_Directive_. Copy the items from the beginning through the line containing "[46,167,110,224]", swapping every "vole's" for "rodent's" and keeping everything else the same.

_Excerpted records_.
**********

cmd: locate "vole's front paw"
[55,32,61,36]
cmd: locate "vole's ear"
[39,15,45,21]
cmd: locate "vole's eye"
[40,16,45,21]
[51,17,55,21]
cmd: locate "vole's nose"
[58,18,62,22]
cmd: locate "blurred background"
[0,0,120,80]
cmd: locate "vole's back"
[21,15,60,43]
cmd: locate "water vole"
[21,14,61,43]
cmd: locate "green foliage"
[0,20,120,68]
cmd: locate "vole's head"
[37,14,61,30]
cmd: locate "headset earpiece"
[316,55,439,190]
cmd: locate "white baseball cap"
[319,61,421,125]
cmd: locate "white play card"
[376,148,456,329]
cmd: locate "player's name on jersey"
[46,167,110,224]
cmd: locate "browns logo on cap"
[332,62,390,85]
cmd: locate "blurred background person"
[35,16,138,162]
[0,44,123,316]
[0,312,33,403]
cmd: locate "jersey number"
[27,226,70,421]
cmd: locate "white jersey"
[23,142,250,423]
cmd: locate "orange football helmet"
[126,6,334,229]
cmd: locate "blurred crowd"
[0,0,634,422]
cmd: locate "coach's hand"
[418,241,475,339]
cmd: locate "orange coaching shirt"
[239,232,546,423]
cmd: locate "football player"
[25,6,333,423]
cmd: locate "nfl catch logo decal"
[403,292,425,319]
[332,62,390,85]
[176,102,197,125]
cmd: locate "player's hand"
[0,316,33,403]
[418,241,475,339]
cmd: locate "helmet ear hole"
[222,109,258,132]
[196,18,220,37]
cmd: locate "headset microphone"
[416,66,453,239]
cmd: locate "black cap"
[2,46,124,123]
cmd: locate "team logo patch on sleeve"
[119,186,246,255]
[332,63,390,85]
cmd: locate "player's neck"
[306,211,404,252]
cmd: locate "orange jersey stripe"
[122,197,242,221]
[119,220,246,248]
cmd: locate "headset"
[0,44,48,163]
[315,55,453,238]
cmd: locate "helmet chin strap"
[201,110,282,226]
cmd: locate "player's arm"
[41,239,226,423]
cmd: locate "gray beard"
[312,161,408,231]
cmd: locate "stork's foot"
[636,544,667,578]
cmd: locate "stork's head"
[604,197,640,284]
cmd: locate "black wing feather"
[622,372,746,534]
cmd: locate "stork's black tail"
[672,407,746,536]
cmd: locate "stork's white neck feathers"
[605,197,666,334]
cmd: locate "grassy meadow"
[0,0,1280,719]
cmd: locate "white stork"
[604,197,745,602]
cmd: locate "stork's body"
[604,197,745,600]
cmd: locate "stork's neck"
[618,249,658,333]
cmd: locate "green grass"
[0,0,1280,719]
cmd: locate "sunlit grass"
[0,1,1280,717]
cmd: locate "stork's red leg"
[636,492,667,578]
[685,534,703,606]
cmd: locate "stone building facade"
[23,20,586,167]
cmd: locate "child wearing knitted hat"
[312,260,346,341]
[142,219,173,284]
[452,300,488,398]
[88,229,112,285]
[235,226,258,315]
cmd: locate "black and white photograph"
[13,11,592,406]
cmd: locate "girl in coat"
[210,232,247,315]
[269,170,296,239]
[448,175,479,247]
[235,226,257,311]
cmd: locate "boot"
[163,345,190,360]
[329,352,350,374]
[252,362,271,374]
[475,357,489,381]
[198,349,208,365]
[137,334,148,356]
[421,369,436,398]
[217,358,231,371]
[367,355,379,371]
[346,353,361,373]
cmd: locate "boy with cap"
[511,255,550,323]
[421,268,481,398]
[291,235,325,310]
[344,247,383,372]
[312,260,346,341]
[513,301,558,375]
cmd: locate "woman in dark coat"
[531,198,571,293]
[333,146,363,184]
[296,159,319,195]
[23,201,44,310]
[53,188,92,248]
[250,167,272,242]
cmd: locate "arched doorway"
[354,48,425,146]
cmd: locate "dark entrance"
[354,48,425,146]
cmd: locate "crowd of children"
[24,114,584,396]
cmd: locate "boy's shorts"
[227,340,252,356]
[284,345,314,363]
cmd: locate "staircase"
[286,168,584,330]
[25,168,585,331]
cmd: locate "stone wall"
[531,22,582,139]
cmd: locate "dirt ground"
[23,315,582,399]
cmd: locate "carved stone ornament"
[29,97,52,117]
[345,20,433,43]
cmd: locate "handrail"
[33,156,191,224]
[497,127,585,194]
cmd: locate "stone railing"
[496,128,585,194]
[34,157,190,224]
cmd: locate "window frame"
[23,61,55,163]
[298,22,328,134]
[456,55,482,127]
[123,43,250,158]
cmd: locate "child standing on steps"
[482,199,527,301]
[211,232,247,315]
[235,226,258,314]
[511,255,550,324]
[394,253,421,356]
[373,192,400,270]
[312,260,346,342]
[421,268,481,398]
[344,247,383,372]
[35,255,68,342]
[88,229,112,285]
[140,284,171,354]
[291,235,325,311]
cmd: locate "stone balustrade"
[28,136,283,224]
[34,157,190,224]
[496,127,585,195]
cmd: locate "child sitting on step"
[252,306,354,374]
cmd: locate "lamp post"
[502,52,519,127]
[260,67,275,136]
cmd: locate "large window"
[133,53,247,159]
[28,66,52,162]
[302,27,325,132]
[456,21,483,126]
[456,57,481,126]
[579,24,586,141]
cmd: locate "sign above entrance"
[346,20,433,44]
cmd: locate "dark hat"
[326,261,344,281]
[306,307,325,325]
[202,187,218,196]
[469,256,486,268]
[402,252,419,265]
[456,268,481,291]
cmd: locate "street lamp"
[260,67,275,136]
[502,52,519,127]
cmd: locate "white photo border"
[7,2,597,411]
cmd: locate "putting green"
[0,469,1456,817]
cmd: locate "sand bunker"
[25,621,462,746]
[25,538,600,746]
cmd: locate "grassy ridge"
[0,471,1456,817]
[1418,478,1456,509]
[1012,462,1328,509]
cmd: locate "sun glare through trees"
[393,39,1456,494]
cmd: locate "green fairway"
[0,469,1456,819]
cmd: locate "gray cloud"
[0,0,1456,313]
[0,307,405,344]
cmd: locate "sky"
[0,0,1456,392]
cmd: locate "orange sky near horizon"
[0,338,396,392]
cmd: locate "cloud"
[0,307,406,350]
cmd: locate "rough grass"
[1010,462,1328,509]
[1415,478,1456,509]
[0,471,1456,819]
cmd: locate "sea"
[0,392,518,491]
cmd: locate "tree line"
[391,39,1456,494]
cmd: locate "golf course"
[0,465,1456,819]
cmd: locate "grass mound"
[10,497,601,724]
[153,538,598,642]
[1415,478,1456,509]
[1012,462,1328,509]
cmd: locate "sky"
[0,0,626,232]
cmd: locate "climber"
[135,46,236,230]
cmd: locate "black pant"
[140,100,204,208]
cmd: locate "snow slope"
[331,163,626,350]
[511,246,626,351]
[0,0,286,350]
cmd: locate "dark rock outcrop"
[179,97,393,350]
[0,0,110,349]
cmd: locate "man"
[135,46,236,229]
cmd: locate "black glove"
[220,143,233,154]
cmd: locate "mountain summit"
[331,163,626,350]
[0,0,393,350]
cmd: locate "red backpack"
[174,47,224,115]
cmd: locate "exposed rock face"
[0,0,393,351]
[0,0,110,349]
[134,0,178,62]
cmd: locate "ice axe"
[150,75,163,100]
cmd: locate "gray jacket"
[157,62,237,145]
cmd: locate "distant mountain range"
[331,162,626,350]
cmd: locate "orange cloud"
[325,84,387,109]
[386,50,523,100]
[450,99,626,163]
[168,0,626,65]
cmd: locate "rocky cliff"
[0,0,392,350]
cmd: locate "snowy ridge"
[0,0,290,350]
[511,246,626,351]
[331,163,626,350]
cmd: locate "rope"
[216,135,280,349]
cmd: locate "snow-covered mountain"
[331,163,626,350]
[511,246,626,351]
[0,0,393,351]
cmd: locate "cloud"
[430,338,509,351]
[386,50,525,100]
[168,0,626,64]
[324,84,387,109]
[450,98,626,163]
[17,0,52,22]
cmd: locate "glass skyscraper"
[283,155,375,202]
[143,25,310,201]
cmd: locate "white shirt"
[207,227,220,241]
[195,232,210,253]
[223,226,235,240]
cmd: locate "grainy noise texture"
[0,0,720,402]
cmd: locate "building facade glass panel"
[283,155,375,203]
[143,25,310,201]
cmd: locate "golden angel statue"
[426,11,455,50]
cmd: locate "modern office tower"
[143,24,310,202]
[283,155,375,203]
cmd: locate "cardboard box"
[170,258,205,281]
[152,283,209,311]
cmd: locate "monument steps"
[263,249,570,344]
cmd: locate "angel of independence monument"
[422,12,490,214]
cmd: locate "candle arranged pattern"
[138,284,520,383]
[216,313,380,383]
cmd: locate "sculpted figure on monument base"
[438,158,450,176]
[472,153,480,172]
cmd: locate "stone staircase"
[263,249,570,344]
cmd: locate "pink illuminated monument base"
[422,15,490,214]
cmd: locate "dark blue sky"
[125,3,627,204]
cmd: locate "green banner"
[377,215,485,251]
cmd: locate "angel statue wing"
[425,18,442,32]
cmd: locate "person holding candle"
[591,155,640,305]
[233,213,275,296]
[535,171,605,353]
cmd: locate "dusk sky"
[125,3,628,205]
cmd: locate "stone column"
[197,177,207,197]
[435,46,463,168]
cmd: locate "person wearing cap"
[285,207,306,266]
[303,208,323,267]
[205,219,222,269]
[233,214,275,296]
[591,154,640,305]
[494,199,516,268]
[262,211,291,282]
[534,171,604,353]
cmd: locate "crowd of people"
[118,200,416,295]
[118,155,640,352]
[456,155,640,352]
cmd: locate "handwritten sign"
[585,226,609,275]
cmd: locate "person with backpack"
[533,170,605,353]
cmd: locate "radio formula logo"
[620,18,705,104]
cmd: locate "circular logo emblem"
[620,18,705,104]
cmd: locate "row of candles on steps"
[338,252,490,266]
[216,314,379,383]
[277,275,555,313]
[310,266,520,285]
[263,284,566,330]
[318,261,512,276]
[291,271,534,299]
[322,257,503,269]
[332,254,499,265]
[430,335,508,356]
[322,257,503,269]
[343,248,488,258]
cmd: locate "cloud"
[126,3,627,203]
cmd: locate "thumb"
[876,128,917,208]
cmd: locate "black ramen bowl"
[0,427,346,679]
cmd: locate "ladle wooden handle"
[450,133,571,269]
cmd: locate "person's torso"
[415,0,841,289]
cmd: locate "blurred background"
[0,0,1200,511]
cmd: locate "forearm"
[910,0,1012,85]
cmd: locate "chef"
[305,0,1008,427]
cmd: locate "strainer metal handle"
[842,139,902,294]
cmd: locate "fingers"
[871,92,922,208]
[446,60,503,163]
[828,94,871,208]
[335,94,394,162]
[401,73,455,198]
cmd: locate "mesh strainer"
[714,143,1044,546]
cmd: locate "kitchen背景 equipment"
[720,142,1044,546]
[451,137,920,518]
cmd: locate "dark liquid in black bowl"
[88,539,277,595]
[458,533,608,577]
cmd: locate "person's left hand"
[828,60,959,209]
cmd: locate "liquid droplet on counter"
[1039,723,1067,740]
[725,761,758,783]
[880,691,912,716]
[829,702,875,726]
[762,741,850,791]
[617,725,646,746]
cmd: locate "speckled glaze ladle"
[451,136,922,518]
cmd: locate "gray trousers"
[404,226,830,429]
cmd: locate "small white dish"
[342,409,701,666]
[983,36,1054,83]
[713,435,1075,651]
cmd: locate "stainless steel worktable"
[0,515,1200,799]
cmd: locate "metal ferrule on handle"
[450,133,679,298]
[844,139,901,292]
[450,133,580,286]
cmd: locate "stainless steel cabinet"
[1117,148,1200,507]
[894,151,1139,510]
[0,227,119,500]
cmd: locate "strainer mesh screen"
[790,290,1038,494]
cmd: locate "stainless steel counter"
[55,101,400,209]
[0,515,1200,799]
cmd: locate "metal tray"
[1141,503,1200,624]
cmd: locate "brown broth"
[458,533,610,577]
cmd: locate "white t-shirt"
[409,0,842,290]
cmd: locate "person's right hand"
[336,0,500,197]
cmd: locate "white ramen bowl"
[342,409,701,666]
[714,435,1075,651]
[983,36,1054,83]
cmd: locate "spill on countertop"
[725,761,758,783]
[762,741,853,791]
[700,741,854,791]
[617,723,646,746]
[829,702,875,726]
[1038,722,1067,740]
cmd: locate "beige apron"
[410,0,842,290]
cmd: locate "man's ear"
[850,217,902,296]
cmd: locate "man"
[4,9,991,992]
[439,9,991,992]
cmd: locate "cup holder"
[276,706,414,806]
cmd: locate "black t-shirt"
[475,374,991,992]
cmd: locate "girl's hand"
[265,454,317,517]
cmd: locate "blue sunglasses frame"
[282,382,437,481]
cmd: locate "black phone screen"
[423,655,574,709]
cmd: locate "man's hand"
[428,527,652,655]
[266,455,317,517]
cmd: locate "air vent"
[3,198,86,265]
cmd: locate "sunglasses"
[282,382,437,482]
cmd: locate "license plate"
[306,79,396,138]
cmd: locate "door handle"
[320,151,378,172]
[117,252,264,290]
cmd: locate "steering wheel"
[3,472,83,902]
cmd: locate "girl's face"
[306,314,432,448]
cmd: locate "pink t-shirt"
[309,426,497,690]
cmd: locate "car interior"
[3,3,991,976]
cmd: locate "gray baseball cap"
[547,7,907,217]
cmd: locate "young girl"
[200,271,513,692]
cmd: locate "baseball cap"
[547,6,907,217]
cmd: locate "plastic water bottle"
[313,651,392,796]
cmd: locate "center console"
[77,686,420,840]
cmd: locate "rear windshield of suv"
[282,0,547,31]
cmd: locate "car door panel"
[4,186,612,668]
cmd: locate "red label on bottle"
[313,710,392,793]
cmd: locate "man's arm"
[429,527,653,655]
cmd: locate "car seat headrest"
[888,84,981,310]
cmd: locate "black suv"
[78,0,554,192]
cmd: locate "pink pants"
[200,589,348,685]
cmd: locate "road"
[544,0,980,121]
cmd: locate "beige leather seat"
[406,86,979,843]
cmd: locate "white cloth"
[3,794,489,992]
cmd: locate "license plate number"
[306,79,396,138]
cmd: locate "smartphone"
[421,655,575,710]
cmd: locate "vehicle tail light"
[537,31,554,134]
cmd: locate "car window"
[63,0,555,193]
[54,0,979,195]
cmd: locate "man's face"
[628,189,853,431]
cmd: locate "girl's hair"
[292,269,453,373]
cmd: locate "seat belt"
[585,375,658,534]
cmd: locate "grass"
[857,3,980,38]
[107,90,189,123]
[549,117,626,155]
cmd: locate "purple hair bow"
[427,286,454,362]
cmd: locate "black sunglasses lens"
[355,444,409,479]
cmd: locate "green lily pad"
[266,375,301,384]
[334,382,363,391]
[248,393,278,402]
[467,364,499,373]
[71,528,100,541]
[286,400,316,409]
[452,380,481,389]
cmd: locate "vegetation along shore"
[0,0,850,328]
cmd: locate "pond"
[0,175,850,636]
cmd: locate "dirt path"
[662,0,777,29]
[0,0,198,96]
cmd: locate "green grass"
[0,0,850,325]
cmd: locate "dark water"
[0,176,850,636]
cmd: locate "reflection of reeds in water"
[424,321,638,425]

**********

_Result_.
cmd: locate "rodent's front paw"
[55,32,61,36]
cmd: locate "rodent's ear"
[39,15,45,21]
cmd: locate "rodent's eye"
[40,16,45,21]
[51,17,55,21]
cmd: locate "rodent's nose"
[58,18,62,22]
cmd: locate "blurred background"
[0,0,120,80]
cmd: locate "rodent's back"
[21,15,60,43]
cmd: locate "water vole"
[21,14,61,43]
cmd: locate "green foliage"
[0,20,120,68]
cmd: locate "rodent's head"
[37,14,61,30]
cmd: locate "headset earpiece"
[316,55,439,190]
cmd: locate "white baseball cap"
[319,61,421,125]
cmd: locate "white play card"
[376,148,456,329]
cmd: locate "player's name on jersey"
[46,167,110,224]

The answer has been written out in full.